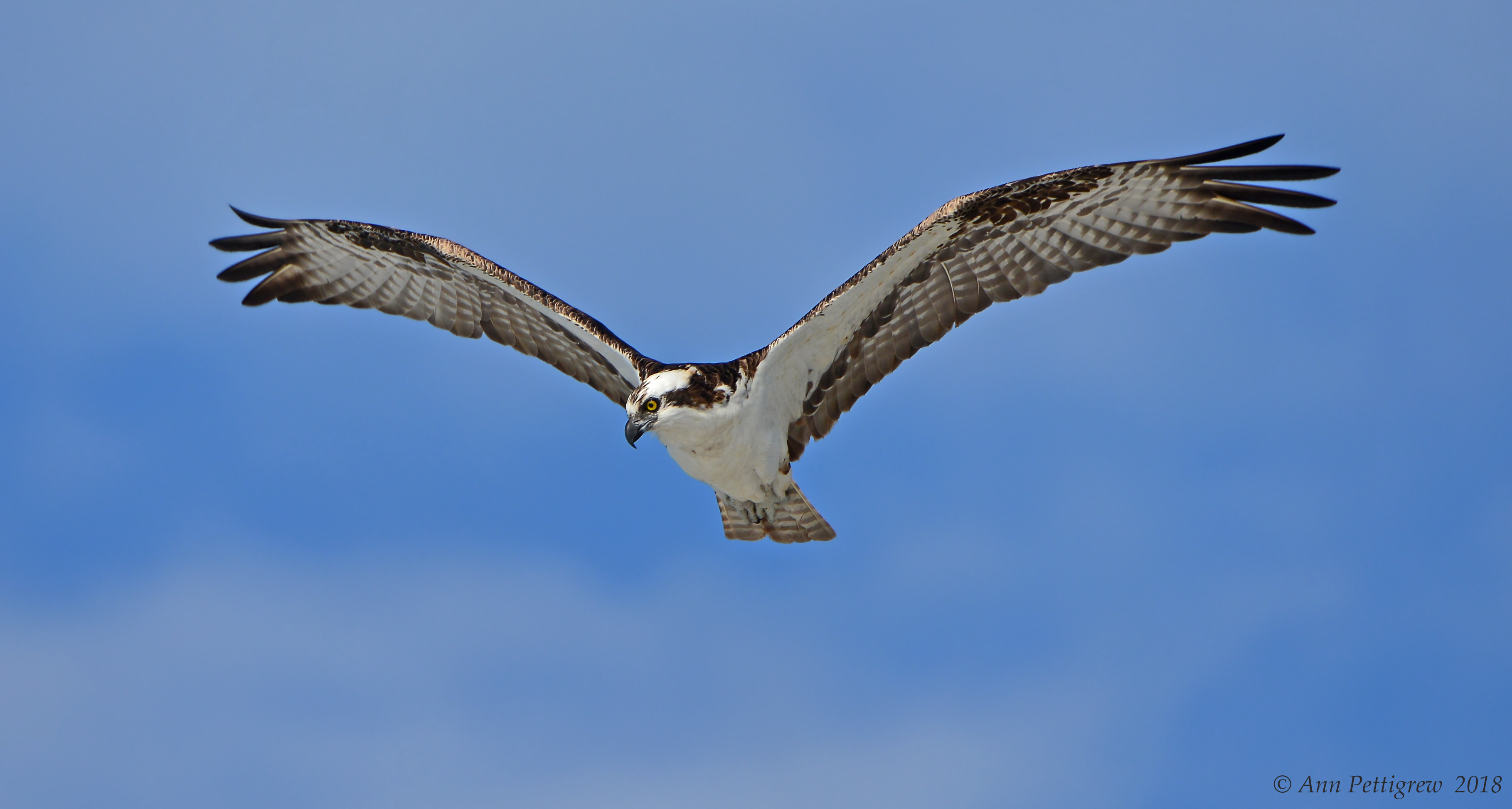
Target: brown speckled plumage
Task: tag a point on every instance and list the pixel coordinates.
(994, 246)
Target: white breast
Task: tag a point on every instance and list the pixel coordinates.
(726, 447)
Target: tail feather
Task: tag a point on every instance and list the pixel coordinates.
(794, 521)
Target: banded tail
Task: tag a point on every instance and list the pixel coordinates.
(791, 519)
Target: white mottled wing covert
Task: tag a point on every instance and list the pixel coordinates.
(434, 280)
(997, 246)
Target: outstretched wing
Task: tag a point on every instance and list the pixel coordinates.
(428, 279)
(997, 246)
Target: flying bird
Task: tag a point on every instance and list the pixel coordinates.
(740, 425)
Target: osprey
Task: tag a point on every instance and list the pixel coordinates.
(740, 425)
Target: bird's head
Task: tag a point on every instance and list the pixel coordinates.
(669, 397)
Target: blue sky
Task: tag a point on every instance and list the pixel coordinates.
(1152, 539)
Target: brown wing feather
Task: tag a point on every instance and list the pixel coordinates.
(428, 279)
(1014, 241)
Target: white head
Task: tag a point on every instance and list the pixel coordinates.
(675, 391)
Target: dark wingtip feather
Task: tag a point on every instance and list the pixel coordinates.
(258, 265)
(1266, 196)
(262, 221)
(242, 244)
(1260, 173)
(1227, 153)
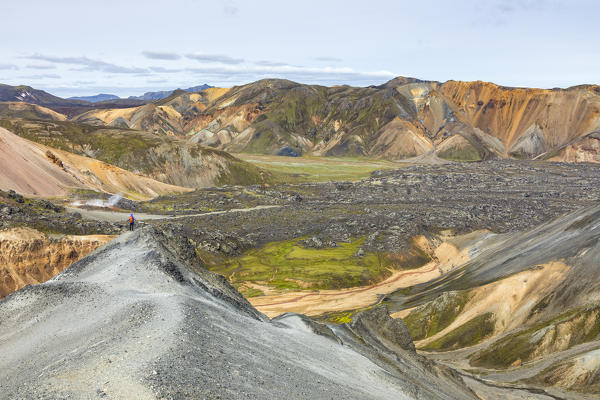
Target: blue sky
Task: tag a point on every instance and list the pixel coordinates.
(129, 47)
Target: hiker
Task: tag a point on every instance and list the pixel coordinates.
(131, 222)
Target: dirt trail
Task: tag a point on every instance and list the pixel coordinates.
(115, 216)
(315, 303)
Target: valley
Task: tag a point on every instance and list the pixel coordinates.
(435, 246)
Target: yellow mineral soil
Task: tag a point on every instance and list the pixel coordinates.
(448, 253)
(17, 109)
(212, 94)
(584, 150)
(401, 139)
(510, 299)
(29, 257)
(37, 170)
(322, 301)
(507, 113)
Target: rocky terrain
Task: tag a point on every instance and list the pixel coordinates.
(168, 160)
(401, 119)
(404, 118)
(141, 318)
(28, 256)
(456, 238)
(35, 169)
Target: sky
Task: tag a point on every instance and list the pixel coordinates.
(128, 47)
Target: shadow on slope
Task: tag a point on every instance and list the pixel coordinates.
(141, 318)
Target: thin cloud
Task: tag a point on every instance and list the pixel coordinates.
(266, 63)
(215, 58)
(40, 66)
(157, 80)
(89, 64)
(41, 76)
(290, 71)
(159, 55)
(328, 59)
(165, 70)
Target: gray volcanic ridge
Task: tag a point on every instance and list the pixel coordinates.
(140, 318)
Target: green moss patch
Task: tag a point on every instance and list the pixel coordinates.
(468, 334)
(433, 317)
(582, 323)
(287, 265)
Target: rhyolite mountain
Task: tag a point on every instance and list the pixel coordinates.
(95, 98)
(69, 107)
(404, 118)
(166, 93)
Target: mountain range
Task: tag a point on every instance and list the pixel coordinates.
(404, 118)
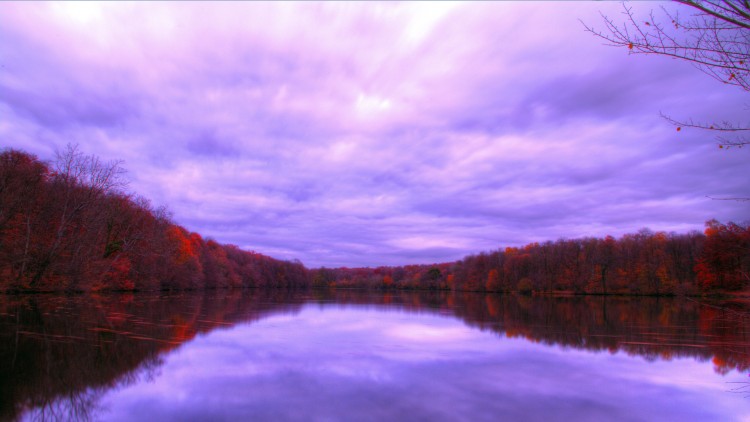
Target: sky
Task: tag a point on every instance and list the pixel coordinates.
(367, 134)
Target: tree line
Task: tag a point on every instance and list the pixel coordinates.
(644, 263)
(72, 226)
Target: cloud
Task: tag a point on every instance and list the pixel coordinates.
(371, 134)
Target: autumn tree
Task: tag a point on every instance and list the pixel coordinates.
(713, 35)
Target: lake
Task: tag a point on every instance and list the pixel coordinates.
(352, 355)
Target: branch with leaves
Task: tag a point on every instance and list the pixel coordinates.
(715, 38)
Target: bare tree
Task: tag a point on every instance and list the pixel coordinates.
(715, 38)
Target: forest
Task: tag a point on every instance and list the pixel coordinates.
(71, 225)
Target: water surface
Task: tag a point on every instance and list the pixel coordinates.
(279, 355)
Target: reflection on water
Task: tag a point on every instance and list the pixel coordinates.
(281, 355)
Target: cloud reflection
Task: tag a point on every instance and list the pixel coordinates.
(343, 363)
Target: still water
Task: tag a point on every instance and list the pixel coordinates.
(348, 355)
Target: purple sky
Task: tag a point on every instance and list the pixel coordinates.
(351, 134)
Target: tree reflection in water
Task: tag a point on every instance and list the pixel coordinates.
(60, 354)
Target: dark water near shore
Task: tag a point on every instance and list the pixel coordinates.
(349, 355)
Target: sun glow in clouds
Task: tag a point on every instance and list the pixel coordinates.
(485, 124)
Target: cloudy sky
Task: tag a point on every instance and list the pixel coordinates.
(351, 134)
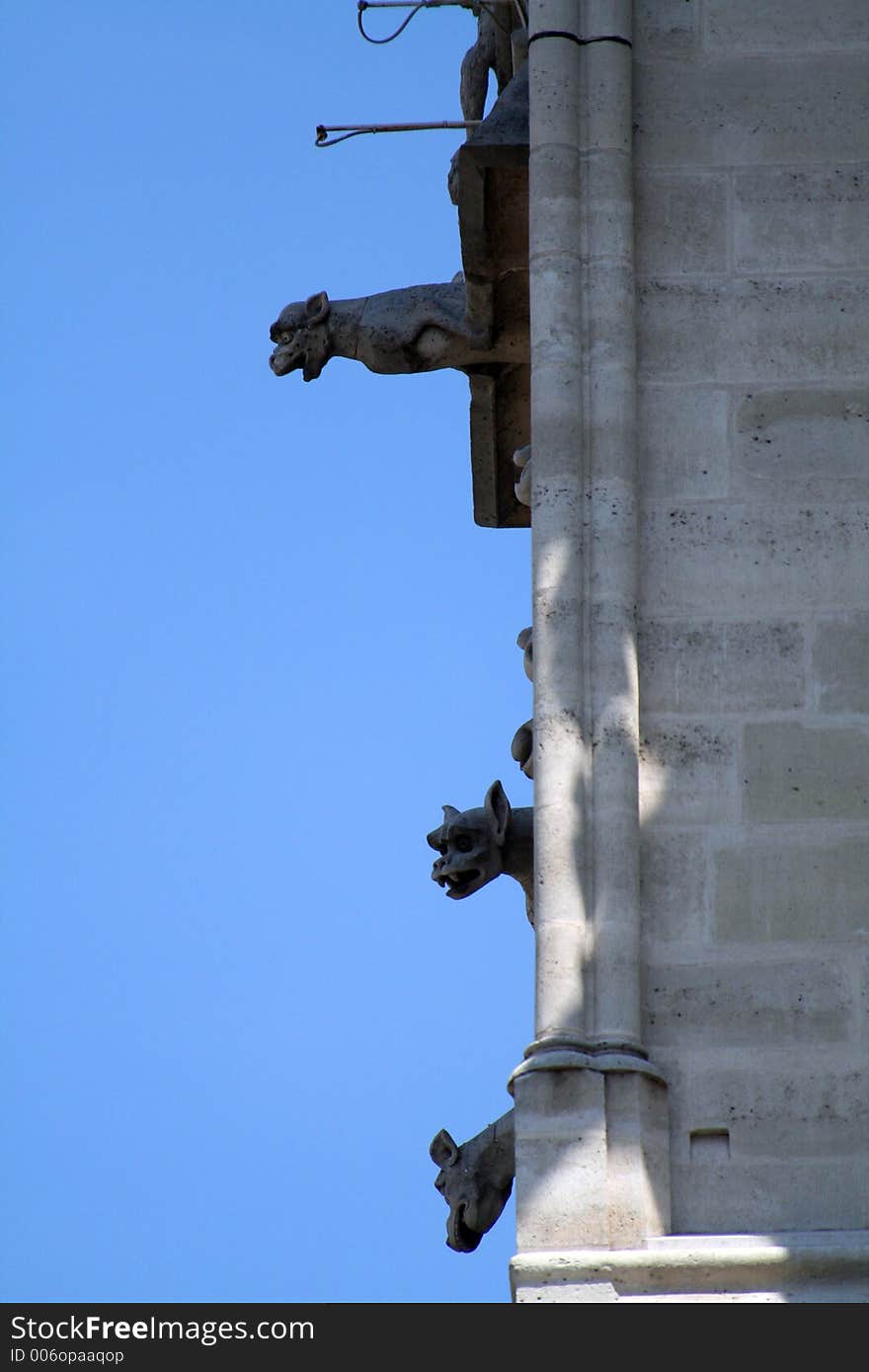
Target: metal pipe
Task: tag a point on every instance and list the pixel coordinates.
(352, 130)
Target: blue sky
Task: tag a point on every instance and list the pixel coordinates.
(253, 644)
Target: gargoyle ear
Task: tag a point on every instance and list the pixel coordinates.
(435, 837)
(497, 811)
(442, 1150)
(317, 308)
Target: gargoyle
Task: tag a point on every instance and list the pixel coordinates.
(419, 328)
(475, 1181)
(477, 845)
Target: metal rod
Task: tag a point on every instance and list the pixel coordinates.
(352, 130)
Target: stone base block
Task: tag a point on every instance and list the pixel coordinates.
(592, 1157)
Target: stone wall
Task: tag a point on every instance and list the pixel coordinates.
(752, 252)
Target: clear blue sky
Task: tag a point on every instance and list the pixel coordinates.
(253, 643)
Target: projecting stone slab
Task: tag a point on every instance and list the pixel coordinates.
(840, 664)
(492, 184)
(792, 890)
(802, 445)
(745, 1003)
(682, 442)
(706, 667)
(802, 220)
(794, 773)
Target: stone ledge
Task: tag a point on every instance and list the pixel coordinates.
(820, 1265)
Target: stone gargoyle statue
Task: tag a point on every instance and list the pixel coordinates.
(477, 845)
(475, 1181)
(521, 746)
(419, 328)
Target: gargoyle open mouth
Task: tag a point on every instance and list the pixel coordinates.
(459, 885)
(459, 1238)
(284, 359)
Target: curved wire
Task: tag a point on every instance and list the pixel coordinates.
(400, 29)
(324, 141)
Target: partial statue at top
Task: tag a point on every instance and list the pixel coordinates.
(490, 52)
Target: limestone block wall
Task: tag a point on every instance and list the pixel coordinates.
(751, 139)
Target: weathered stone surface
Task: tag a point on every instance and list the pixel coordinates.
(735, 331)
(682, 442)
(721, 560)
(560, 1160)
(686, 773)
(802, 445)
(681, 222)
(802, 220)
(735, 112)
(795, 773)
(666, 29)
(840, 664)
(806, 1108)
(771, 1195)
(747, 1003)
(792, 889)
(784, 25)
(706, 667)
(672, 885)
..............................
» What is asked:
Rewrite every item above, changing each "tag a point" to "place a marker" and leaving everything else the same. Omit the pictures from your output.

» Exercise response:
Target: brown speckled plumage
Task: place a marker on every instance and list the pixel coordinates.
(994, 246)
Target: white breast
Task: place a marker on every instance and list the pixel coordinates.
(726, 447)
Target: tail feather
Task: place a marker on every instance and list the pixel coordinates.
(794, 521)
Target: banded tail
Task: place a marker on every instance and list the pixel coordinates.
(791, 519)
Target: white mottled wing covert
Task: place a marker on every instance and list the pixel coordinates.
(434, 280)
(997, 246)
Target: outstretched wing
Task: place a marker on every instance and list the pixel coordinates.
(428, 279)
(997, 246)
Target: flying bird
Task: place a marker on every instance and list the pixel coordinates.
(740, 425)
Target: osprey
Task: place a marker on every instance and list the pixel coordinates.
(740, 425)
Target: bird's head
Task: place a marker on every instance and list the pixel coordinates.
(669, 397)
Target: blue sky
Task: place a marker on every instance and list the pixel coordinates.
(1152, 539)
Target: brown wing feather
Task: place a marker on every instance and list the pixel coordinates.
(428, 279)
(1014, 241)
Target: white head
Task: place a marker on every instance and list the pixel coordinates.
(675, 391)
Target: dark wingtip feather
Task: place a marker on every instance and list the pixel coordinates.
(258, 265)
(1266, 196)
(262, 221)
(242, 244)
(1260, 173)
(1227, 153)
Target: blue sky
Task: place a marker on every instance and list the pixel coordinates.
(129, 47)
Target: hiker
Task: place a marker on every instance and list the pixel coordinates.
(131, 222)
Target: dirt trail
Task: place a marker on every instance and list the pixel coordinates.
(115, 216)
(315, 303)
Target: valley
Task: place a marker on every instance and list the pixel coordinates.
(435, 246)
Target: yellow mineral soil
Task: place a marker on every instance and list the pixel coordinates.
(448, 253)
(17, 109)
(212, 94)
(584, 150)
(401, 139)
(510, 299)
(29, 257)
(37, 170)
(322, 301)
(507, 113)
Target: rocky terrain
Task: place a marker on every instance and list the pixel coordinates.
(168, 160)
(401, 119)
(404, 118)
(141, 318)
(28, 256)
(456, 238)
(35, 169)
Target: sky
Task: place a marker on every instance and list the pixel coordinates.
(128, 47)
Target: shadow on slope
Task: place a marker on every instance and list the pixel coordinates.
(141, 318)
Target: thin cloud
Task: place a marker on every instance and list the pixel coordinates.
(266, 63)
(215, 58)
(40, 66)
(157, 80)
(89, 64)
(41, 76)
(290, 71)
(159, 55)
(328, 59)
(165, 70)
Target: gray volcanic ridge
Task: place a marker on every instance and list the pixel coordinates.
(140, 318)
Target: green moss patch
Task: place a marker on every instance and list the pixel coordinates.
(468, 334)
(433, 317)
(582, 323)
(287, 265)
Target: rhyolite mountain
Task: place a marker on every instance and list the pixel coordinates.
(95, 98)
(69, 107)
(404, 118)
(166, 93)
Target: mountain range
Task: place a marker on every instance and list the pixel coordinates.
(404, 118)
Target: sky
Task: place a marker on every instance and list the pixel coordinates.
(367, 134)
Target: tree line
Task: place a marker on every instance and list the pixel coordinates.
(644, 263)
(72, 226)
Target: cloud
Task: place a marker on every instance and list the pixel coordinates.
(371, 134)
Target: autumn tree
Task: place a marker on every instance and list the pixel coordinates.
(713, 35)
Target: lake
Task: place a marker on every instance and list the pixel coordinates.
(352, 355)
Target: branch with leaves
Task: place a marker on every instance and list the pixel coordinates.
(715, 38)
Target: bare tree
Task: place a marker on every instance and list the pixel coordinates.
(715, 38)
Target: forest
Task: place a marker on every instance and list the pixel coordinates.
(71, 225)
Target: water surface
Task: place a marker on every instance and list the pixel coordinates.
(279, 355)
Target: reflection on water
Task: place a marker on every instance and list the pixel coordinates.
(281, 355)
Target: cloud reflection
Task: place a marker on every instance and list the pixel coordinates.
(343, 363)
Target: still water
Task: place a marker on every instance and list the pixel coordinates.
(348, 355)
Target: purple sky
Task: place a marker on every instance and list the pixel coordinates.
(351, 134)
Target: tree reflection in water
Task: place a marker on every instance and list the pixel coordinates.
(60, 354)
Target: dark water near shore
Task: place a marker on every instance and list the pixel coordinates.
(349, 355)
Target: sun glow in clouds
Task: place a marker on every instance and list the pixel coordinates.
(485, 124)
Target: cloudy sky
Task: place a marker on every instance and list the pixel coordinates.
(351, 134)
Target: metal pipe
Task: place a marker on every instance and list the pixel coordinates.
(352, 130)
Target: blue sky
Task: place a marker on every instance and list the pixel coordinates.
(253, 644)
Target: gargoyle ear
Task: place a marker on every instance and list the pixel coordinates.
(435, 837)
(497, 811)
(442, 1150)
(317, 308)
Target: gargoyle
Task: place a marker on every instance and list the pixel coordinates.
(419, 328)
(475, 1181)
(477, 845)
Target: metal rod
Task: place a marker on every instance and list the pixel coordinates.
(352, 130)
Target: stone base block
Task: place a marker on every instance and list the pixel coordinates.
(592, 1157)
Target: stone wall
Task: place a marker on every instance and list the pixel coordinates.
(752, 252)
Target: clear blue sky
Task: place a marker on every instance and list the pixel coordinates.
(253, 643)
Target: projecting stone slab
Task: place a marker on every instance and list the pixel coordinates.
(840, 664)
(492, 184)
(792, 890)
(802, 445)
(745, 1003)
(682, 442)
(706, 667)
(802, 220)
(794, 773)
Target: stone ledge
Task: place a marker on every instance and list the pixel coordinates.
(820, 1265)
Target: stone gargoyle statue
Task: place a marker on every instance and list the pixel coordinates.
(477, 845)
(475, 1181)
(521, 746)
(419, 328)
Target: gargoyle open mouth
Task: place a marker on every instance and list the pixel coordinates.
(459, 885)
(459, 1238)
(284, 359)
Target: curved wire
Task: place a marker on every instance and list the pixel coordinates.
(400, 29)
(324, 141)
Target: partial statue at top
Task: place a marker on every instance and list the pixel coordinates.
(490, 52)
Target: limestone block wall
Task: place a marker on every instance and list the pixel coordinates.
(751, 139)
Target: weathered stone surface
Task: place a marker on every instance and list the pixel coordinates.
(735, 331)
(682, 442)
(721, 560)
(560, 1160)
(686, 773)
(802, 445)
(681, 222)
(802, 220)
(735, 112)
(795, 773)
(666, 29)
(840, 664)
(806, 1108)
(771, 1195)
(747, 1003)
(792, 889)
(784, 25)
(706, 667)
(672, 885)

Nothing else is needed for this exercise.